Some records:
---
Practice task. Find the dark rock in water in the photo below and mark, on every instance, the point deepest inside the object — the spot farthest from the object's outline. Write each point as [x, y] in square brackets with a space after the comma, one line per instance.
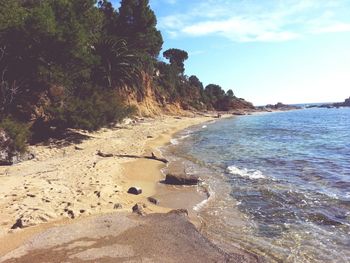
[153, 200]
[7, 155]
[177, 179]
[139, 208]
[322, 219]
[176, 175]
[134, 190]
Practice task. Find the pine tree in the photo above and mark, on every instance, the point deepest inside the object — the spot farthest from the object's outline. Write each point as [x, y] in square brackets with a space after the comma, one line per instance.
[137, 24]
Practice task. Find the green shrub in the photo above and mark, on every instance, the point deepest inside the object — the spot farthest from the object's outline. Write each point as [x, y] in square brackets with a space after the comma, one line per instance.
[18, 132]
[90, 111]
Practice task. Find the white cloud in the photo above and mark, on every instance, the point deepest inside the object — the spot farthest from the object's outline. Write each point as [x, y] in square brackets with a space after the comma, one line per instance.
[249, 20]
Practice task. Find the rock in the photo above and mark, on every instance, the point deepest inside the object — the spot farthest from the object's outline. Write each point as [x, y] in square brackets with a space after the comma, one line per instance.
---
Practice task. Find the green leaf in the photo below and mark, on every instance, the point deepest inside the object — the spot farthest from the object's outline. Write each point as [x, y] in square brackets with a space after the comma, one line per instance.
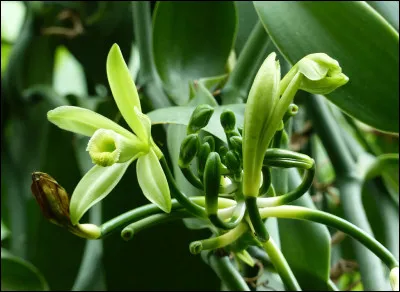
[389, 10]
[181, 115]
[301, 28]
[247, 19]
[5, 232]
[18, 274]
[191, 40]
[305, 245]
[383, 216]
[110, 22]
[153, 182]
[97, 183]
---
# WORK TO COMPLETE
Could you write out again the part that opens with the line containing "Practice task. Find the dark" and closes with the line containing "Practice task. Find the rock", requests included, offsetting every coordinate in the answers by -111 and leaving the pictures out?

# OUTPUT OF THE TASK
Practice task. Find the dark rock in water in the photo below and mark, on every instance, the point deepest inside the object — the spot farthest from the object's outline. Write each point as [x, y] in square brackets with a space after the comma, one line per instance.
[42, 89]
[-104, 44]
[66, 68]
[28, 97]
[211, 108]
[65, 64]
[23, 79]
Practice task. Find the pine tree in the photo above and mark, on every instance, the point deepest inside the object — the spot farthest from the object's outline. Write each point as [x, y] in square brackets with a space after the comma, one line per instance.
[26, -87]
Practice task. Find the green shrub in the photo above and mark, on every instance, the point deepest inside the object — the spot farthest from the object's outline. Write each point as [x, y] in square brackets with a space after the comma, one line per instance.
[-93, 21]
[-21, 0]
Practice task. Find the white cloud in the photo above and mark, on every instance, the point deepest inside the object — the spot farthest from the object's outline. Write each point as [x, y] in square brackets with a space after the comma, one line per instance.
[138, -91]
Practice task. Find the rock in the photo above and mark, on every instance, the point deepest inside the object — the spot farthest from the object's outline. Write each point as [x, y] in square brackets with a space after the comma, one line per instance.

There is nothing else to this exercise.